Excerpt provided ->
'Pay it forward' board

Rodeos Pizza & Saladeria has been operating a pay it forward board, where customers can pre-purchase food and drinks for future visitors to the pizzeria who may need help paying for their meal.

Photo by Alex Schwartz | Klamath Falls Herald and News

If they’re feeling charitable, folks stopping by Rodeos Pizza & Saladeria might want to take a peek to the right of the cash register at a small corkboard hung up on the wall, covered with unusual guest checks.

They say things like: “1 slice, 1 PBR for any active-duty marine,” “1 slice and soda for a KU student” or simply “1 slice for anyone who needs it!”

The IOUs are paid for by Rodeos customers who wish to fund someone else’s purchase at the pizzeria. Some are written for specific people, while others may require the person redeeming the check to have a mustache, call their mom or be a military veteran. The “Pay It Forward Board,” as it’s called, can be a dose of generosity and even creativity during tough times, said Rodeos Owners David and Nell Scott.

Data segment ->
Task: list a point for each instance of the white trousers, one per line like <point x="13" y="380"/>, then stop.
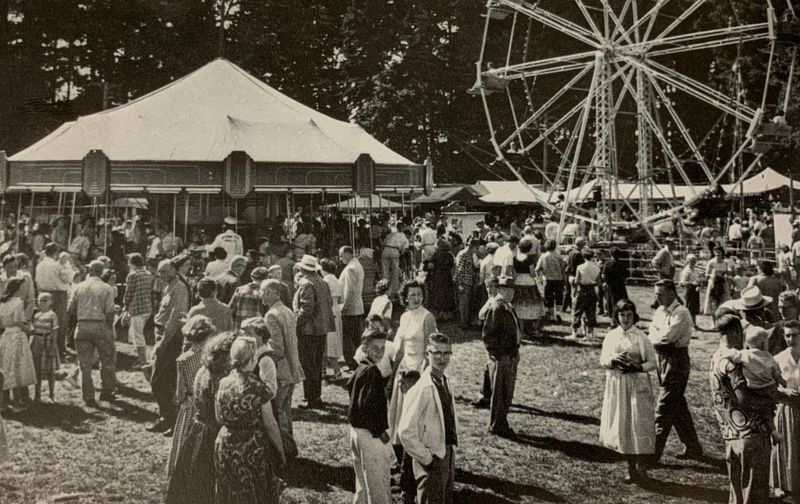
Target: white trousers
<point x="372" y="463"/>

Task brief -> Reproduce word for word the part of the pay-it-forward board article starting with "Photo by Alex" and going on through "unusual guest checks.".

Answer section ->
Photo by Alex Schwartz | Klamath Falls Herald and News

If they’re feeling charitable, folks stopping by Rodeos Pizza & Saladeria might want to take a peek to the right of the cash register at a small corkboard hung up on the wall, covered with unusual guest checks.